- **WHAT THE TASK REQUIRES**: Write out each record below exactly as it appears, with no pictures.

Start LISTING

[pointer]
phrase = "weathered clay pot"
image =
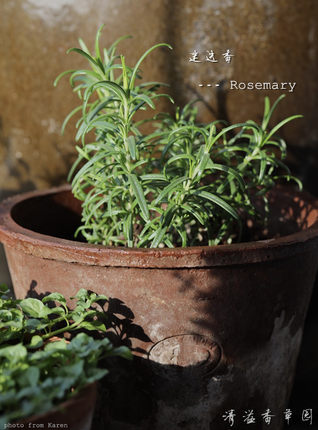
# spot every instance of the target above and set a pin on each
(214, 328)
(74, 414)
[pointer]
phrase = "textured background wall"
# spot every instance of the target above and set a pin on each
(272, 40)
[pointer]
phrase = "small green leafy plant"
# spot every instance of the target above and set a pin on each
(182, 184)
(38, 371)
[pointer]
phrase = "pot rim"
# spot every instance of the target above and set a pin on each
(53, 248)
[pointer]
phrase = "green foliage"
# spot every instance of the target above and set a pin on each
(37, 370)
(182, 184)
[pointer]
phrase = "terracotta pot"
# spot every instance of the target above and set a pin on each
(214, 328)
(73, 414)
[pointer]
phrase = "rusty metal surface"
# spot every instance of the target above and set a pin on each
(74, 414)
(216, 332)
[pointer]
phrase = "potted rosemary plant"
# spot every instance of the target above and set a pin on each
(45, 378)
(186, 225)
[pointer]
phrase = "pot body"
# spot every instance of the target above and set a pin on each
(75, 413)
(214, 329)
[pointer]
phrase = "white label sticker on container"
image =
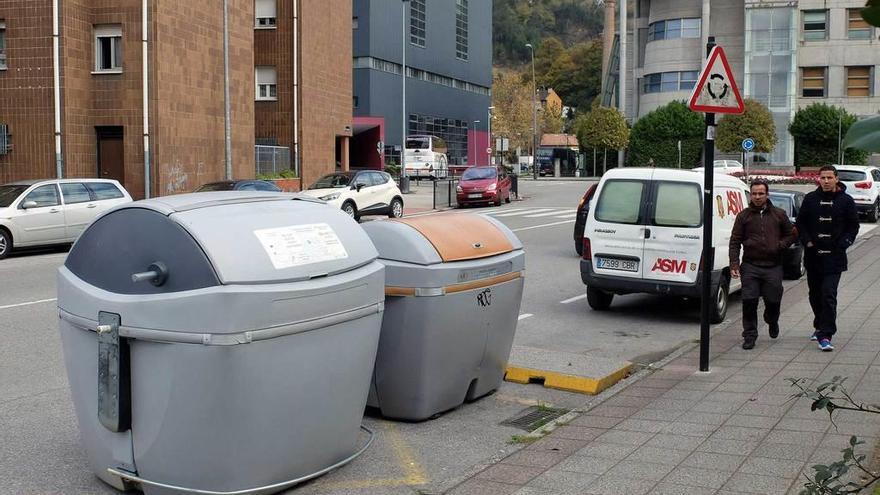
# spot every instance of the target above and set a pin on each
(299, 245)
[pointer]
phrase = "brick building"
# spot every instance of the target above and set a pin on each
(101, 86)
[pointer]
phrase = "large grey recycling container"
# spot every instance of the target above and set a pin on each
(453, 290)
(244, 365)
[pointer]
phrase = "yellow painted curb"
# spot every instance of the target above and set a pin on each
(569, 383)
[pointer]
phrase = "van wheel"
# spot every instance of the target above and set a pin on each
(719, 307)
(5, 243)
(599, 300)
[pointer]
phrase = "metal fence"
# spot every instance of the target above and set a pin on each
(272, 160)
(444, 193)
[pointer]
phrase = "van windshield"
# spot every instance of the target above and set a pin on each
(620, 201)
(418, 144)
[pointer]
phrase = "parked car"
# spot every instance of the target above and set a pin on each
(46, 212)
(644, 234)
(359, 193)
(863, 184)
(239, 185)
(483, 185)
(580, 221)
(725, 167)
(793, 258)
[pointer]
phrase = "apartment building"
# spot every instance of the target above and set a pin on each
(137, 91)
(448, 47)
(786, 54)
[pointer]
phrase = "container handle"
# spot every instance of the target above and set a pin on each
(128, 476)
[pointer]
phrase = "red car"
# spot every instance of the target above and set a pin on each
(483, 185)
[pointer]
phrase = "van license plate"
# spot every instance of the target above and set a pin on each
(617, 264)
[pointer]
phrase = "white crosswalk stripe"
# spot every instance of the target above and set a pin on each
(550, 213)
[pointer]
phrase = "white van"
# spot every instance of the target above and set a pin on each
(426, 157)
(644, 234)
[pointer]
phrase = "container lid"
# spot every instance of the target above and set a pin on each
(207, 239)
(446, 238)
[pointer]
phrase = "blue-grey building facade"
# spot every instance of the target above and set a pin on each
(449, 75)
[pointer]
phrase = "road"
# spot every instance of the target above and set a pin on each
(40, 451)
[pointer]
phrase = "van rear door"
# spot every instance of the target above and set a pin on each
(673, 242)
(617, 229)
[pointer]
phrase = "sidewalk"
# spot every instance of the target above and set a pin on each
(734, 430)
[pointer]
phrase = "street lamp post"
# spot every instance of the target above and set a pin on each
(403, 91)
(489, 136)
(534, 115)
(475, 142)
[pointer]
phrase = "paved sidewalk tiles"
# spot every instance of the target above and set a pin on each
(734, 430)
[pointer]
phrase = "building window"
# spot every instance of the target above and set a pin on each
(417, 22)
(815, 25)
(674, 29)
(813, 82)
(858, 81)
(264, 13)
(267, 86)
(108, 48)
(857, 27)
(664, 82)
(461, 29)
(2, 44)
(5, 139)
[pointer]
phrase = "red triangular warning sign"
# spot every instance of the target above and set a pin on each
(716, 90)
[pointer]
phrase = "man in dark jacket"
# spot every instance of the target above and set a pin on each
(764, 232)
(827, 224)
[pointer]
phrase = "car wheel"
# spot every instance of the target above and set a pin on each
(396, 208)
(874, 214)
(350, 209)
(5, 244)
(719, 306)
(599, 300)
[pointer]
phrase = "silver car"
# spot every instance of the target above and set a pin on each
(55, 211)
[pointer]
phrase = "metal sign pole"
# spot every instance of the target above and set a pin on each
(708, 253)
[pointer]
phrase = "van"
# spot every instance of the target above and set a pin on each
(426, 157)
(644, 234)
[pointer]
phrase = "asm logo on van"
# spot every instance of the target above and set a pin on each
(667, 265)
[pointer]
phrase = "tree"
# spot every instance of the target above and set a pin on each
(817, 131)
(513, 109)
(656, 135)
(602, 128)
(755, 122)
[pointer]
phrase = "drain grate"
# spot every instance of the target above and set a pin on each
(534, 417)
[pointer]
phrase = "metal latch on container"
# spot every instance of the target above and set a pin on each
(114, 379)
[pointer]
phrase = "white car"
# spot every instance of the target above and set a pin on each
(56, 211)
(724, 167)
(863, 184)
(359, 192)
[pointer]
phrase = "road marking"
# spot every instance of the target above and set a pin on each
(41, 301)
(573, 299)
(542, 225)
(534, 210)
(547, 214)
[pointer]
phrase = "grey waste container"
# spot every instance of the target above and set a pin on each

End LISTING

- **RESPONSE**:
[pointer]
phrase = "weathered clay pot"
image =
# spot every instance of the target above and set a pin on each
(214, 328)
(74, 414)
[pointer]
phrase = "textured background wall"
# spot every instance of the target above and set a pin on each
(272, 40)
[pointer]
phrase = "small green leafy plant"
# spot every instance of the target above and set a pin on each
(182, 184)
(38, 371)
[pointer]
phrase = "pot rim"
# spot every instance of the target above and set a pin on each
(53, 248)
[pointer]
phrase = "green foliage"
# spot every instance of the target above and set a pin on each
(37, 370)
(182, 184)
[pointer]
phrase = "terracotta pot"
# spot every instance of the target above and set a pin on each
(214, 328)
(73, 414)
[pointer]
phrase = "rusty metal surface"
# spot every instance of the target above and set a pin on each
(74, 414)
(216, 332)
[pointer]
phrase = "potted rosemary plant"
# spot every instance of the target above and set a pin on each
(45, 378)
(186, 225)
[pointer]
phrase = "pot body"
# spot every instance of the target above and set a pin on each
(75, 413)
(214, 329)
[pointer]
phrase = "white label sticker on container"
image =
# spot every instance of the target above and set a pin on each
(299, 245)
[pointer]
phrase = "brick building"
# spot every instance of the target above and set a pin on each
(101, 86)
[pointer]
phrase = "large grey recycling container"
# spot every instance of the target above and set a pin on each
(453, 290)
(244, 365)
[pointer]
phrase = "yellow painted curb"
# spot every instance of the target above and set a pin on each
(569, 383)
[pointer]
phrase = "van wheel"
# spot every instance of the target above and set a pin on each
(719, 307)
(5, 243)
(599, 300)
[pointer]
phrase = "metal fence"
# spot every instance of the target above and set a pin on each
(272, 160)
(444, 193)
[pointer]
phrase = "van windshield"
# spot every instance of the target above and set a pin on each
(620, 201)
(418, 144)
[pointer]
phrase = "parked car"
# spot every instance of the target above and set a pin on each
(46, 212)
(644, 234)
(359, 193)
(863, 184)
(239, 185)
(483, 185)
(580, 221)
(725, 167)
(793, 258)
[pointer]
phrase = "apartment building"
# spot every instance of the target above and set a pin on each
(137, 91)
(448, 47)
(786, 54)
[pointer]
phrase = "container handle"
# spot every instance of the target above and set a pin on each
(128, 476)
[pointer]
phrase = "red car"
# spot every instance of the target above and set a pin on each
(483, 185)
[pointer]
phrase = "van license plate"
# spot every instance of the target above and set a pin on each
(617, 264)
[pointer]
phrase = "white crosswalk stripe"
# spot every instance of the target above and set a pin on each
(550, 213)
[pointer]
phrase = "white van"
# spot every instance of the target above and set a pin on each
(426, 157)
(644, 234)
[pointer]
phrase = "container lid"
# spot every instance of the target above and set a pin on each
(207, 239)
(446, 238)
[pointer]
phrase = "blue-grey building facade"
# spot every instance of the target above and set a pin on each
(449, 75)
[pointer]
phrase = "road"
# spot every instance of the target above and set a pin on each
(40, 451)
[pointer]
phrase = "van rear door"
# spot every instance of the target above and set a pin on each
(673, 242)
(617, 229)
[pointer]
phrase = "sidewalk"
# spot every instance of the target above and set a pin on each
(734, 430)
[pointer]
phrase = "street lamp post"
# spot every instance of the target above and set a pin on each
(403, 91)
(489, 136)
(534, 115)
(475, 142)
[pointer]
phrase = "paved sidewalk tiles"
# spot every instance of the target above and set a pin on each
(734, 430)
[pointer]
phrase = "building window"
# spot every instance of the target above and set a pin on each
(417, 22)
(815, 25)
(674, 29)
(813, 82)
(858, 81)
(264, 13)
(267, 86)
(108, 48)
(857, 27)
(664, 82)
(461, 29)
(2, 44)
(5, 139)
[pointer]
phrase = "red triangular warning sign"
# spot every instance of the target above and set a pin on each
(716, 90)
[pointer]
phrase = "man in dark jacket"
# spot every instance of the target above and set a pin on each
(764, 232)
(827, 224)
[pointer]
phrase = "car wheel"
# spot every instance of the target above and set a pin on each
(396, 208)
(874, 214)
(350, 209)
(5, 244)
(719, 306)
(599, 300)
[pointer]
phrase = "silver car"
# spot every instance of the target above and set a pin on each
(55, 211)
[pointer]
phrase = "metal sign pole"
# spot every instance of the target above and set a pin on each
(708, 253)
[pointer]
phrase = "van"
# spot every instance of the target above and set a pin on each
(426, 157)
(644, 234)
[pointer]
phrase = "asm logo on van"
# spot every instance of the target above and set a pin on each
(667, 265)
[pointer]
phrase = "tree"
# spot every instance of the target above and set a pin on each
(817, 131)
(513, 109)
(656, 135)
(602, 128)
(755, 122)
[pointer]
phrase = "drain grate"
# spot every instance of the target above and set a pin on each
(534, 417)
[pointer]
phrase = "metal latch on container"
# spot every instance of the target above and set a pin on each
(114, 379)
[pointer]
phrase = "white car"
# spot every instance of the target above and set a pin on each
(56, 211)
(724, 167)
(863, 184)
(359, 192)
[pointer]
phrase = "road marking"
# spot every instance of the target above and set a pin on each
(41, 301)
(573, 299)
(542, 225)
(534, 210)
(547, 214)
[pointer]
phrase = "grey waste container"
# spot every instance of the target above and set a pin on each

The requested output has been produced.